Task A: Copy the part of the ball joint installation text that begins at the words "The new ball" and stops after the words "they come loose.".
Task B: In the ball joint installation text, which company makes the McQuay-Norris ball joints?

Ball Joint Installation
During disassembly of the new axle, I found that the upper left ball joint
was pretty much froze solid. It worked a little bit, but wasn't long for this
world. I figured this would be a great time to change the joints out for new
heavy duty joints.
The new ball joints are McQuay-Norris
(Made by Dana Corp) from Jeff's
Bronco Graveyard. JBG has been a supplier for many parts during the axle
swap including steering linkage.
These pictures were all taken after the axle was disassembled so I don't have
pictures here of how to remove the knuckles from the axle. This is actually
pretty straightforward if you have greased your wheel bearings before. In a
nutshell:
- Remove the wheels
- Remove the brake calipers
- Remove the hubs and rotors
- Remove the spindles
- LOOSEN the ball joint nuts. Leave them engaged on the ball joint studs a
couple threads to catch the knuckles when they come loose.
The next part I am not comfortable with due to the use of hammers on stressed
components, but it is the standard way to do the job. In order to remove the
knuckle, rap it sharply with a large hammer on top of the knuckle casting near
the ball joint. You need to smack it pretty hard two or three times after which
it should pop right off. I haven't found a good home-mechanic tool to make this
any easier on the parts, so I guess we're stuck with this for now.

Dataset:
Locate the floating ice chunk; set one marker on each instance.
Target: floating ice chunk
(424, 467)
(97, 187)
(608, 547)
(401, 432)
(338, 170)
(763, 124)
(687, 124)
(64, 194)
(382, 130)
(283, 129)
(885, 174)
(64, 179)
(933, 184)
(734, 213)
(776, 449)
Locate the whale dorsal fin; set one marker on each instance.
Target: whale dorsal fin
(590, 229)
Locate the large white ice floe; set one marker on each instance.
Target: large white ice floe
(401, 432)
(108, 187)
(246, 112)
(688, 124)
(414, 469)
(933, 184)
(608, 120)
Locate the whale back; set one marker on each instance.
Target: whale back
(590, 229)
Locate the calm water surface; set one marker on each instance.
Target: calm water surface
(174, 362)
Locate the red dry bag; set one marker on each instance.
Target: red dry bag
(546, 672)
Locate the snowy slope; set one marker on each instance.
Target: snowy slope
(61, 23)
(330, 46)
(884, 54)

Exercise output A:
The new ball joints are McQuay-Norris
(Made by Dana Corp) from Jeff's
Bronco Graveyard. JBG has been a supplier for many parts during the axle
swap including steering linkage.
These pictures were all taken after the axle was disassembled so I don't have
pictures here of how to remove the knuckles from the axle. This is actually
pretty straightforward if you have greased your wheel bearings before. In a
nutshell:
- Remove the wheels
- Remove the brake calipers
- Remove the hubs and rotors
- Remove the spindles
- LOOSEN the ball joint nuts. Leave them engaged on the ball joint studs a
couple threads to catch the knuckles when they come loose.

Exercise output B: Dana Corp